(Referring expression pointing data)
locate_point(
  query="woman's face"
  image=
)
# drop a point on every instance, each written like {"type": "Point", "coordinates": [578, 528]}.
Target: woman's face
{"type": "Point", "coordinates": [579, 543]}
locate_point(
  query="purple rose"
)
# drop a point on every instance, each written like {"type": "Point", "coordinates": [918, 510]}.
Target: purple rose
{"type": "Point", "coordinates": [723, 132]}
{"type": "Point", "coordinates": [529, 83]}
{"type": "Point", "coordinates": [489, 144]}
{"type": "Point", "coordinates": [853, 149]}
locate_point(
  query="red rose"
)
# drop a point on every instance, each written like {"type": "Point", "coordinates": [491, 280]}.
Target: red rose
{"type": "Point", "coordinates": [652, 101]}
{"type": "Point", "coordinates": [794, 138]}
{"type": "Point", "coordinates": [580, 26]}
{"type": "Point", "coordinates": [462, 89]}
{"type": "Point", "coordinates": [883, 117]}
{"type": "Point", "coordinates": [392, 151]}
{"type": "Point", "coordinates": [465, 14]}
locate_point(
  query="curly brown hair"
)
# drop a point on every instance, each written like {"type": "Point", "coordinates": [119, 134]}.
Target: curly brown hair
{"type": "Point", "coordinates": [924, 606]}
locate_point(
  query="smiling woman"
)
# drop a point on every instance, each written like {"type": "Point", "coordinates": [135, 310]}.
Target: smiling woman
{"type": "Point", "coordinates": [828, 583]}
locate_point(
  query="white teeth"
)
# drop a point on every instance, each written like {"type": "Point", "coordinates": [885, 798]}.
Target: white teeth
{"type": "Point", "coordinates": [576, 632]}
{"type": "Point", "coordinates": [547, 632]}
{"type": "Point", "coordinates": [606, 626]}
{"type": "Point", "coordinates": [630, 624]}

* Task prompt
The answer must be a word-for-word transcription of every record above.

* Exercise result
locate_point(
  query="woman's face"
  image=
)
# drop a point on every instance, each written like {"type": "Point", "coordinates": [578, 528]}.
Target: woman's face
{"type": "Point", "coordinates": [579, 543]}
locate_point(
  query="purple rose"
)
# drop a point on every instance, each written like {"type": "Point", "coordinates": [918, 510]}.
Target: purple rose
{"type": "Point", "coordinates": [723, 132]}
{"type": "Point", "coordinates": [529, 83]}
{"type": "Point", "coordinates": [489, 144]}
{"type": "Point", "coordinates": [853, 149]}
locate_point(
  query="red rose"
)
# drop a point on every instance, each written like {"type": "Point", "coordinates": [491, 280]}.
Target: red rose
{"type": "Point", "coordinates": [652, 101]}
{"type": "Point", "coordinates": [794, 138]}
{"type": "Point", "coordinates": [580, 26]}
{"type": "Point", "coordinates": [462, 89]}
{"type": "Point", "coordinates": [883, 117]}
{"type": "Point", "coordinates": [392, 151]}
{"type": "Point", "coordinates": [465, 14]}
locate_point(
  query="curly brown hair"
)
# drop a point on every instance, each written like {"type": "Point", "coordinates": [119, 134]}.
Target: curly brown hair
{"type": "Point", "coordinates": [924, 606]}
locate_point(
  query="smiling woman"
)
# drop a point on every instance, each written like {"type": "Point", "coordinates": [135, 310]}.
Target: smiling woman
{"type": "Point", "coordinates": [828, 583]}
locate_point(
  query="white teeth"
)
# drop a point on every instance, each written like {"type": "Point", "coordinates": [885, 798]}.
Target: white teeth
{"type": "Point", "coordinates": [576, 632]}
{"type": "Point", "coordinates": [547, 632]}
{"type": "Point", "coordinates": [606, 626]}
{"type": "Point", "coordinates": [630, 624]}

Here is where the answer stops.